Format the data in the stretch from the start through the line containing "[57,42,100,99]" as a two-column CSV with the headers input and output. Give each input and its output in one row, with every field quoted and line breaks replaced by spaces.
====== Records supplied ======
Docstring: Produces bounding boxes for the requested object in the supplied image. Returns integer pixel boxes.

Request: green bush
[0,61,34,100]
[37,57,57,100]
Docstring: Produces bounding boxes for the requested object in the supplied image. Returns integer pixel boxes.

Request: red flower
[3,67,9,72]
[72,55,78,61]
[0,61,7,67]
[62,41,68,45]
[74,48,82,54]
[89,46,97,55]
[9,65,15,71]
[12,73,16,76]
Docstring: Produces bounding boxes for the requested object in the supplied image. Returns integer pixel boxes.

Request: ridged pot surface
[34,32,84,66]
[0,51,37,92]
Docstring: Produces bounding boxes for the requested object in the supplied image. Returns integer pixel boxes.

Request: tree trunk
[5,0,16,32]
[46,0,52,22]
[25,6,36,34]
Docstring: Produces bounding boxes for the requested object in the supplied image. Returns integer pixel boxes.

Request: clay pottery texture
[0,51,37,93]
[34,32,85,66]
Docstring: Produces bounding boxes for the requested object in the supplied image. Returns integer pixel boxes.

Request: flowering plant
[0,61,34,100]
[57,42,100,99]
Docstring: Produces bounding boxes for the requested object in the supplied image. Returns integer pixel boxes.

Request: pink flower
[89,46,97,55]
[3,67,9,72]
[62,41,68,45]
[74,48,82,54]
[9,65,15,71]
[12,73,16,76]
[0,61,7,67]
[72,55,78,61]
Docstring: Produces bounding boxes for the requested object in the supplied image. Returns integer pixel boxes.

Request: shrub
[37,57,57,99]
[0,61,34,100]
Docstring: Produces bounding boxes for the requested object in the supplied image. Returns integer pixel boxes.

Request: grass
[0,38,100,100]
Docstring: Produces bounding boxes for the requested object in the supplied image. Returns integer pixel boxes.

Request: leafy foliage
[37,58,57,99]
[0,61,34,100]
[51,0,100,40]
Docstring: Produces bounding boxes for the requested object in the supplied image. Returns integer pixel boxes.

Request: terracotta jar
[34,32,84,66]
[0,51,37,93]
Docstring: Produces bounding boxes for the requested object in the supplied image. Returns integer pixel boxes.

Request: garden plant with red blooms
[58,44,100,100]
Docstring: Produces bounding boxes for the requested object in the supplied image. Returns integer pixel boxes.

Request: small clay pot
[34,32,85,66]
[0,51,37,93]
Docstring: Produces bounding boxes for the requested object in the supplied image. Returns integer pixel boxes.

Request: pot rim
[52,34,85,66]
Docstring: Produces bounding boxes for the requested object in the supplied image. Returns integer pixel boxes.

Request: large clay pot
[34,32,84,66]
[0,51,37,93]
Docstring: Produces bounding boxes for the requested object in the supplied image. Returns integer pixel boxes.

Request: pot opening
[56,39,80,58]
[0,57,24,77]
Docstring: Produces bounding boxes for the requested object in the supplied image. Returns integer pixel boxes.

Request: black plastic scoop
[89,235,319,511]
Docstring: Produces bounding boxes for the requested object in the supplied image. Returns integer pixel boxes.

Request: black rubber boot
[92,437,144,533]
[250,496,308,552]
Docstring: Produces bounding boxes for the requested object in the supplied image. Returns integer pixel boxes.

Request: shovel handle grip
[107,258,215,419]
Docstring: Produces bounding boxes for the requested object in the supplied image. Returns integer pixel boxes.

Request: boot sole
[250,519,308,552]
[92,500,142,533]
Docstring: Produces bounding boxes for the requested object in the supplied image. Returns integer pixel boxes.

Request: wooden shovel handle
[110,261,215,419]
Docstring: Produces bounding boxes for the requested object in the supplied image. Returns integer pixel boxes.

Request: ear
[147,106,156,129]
======
Full output:
input,output
"Docstring: Produces bounding boxes for the requested object in the supplied image. Returns integer pixel boxes. Request: green bush","[0,61,34,100] [37,57,57,100]"
"Docstring: Produces bounding boxes for the requested object in the supplied image. Returns integer pixel boxes. Request: red flower","[3,67,9,72] [72,55,78,61] [0,61,7,67] [62,41,68,45] [74,48,82,54] [89,46,97,55] [9,65,15,71] [12,73,16,76]"
"Docstring: Produces bounding boxes for the requested object in the supplied image. Returns integer pixel boxes. Request: ridged pot surface","[34,32,84,66] [0,51,37,92]"
"Docstring: Produces bounding boxes for the requested object in the supplied image. Returns integer pixel boxes. Request: tree trunk","[5,0,16,32] [46,0,52,22] [25,6,36,34]"
"Docstring: Produces bounding boxes for the requested object in the supplied image. Returns integer pixel boxes. Request: clay pottery texture","[0,51,37,93] [34,32,85,66]"
"Docstring: Produces bounding boxes for the requested object in the supplied image. Returns integer pixel boxes. Request: flowering plant","[0,61,34,100] [57,42,100,99]"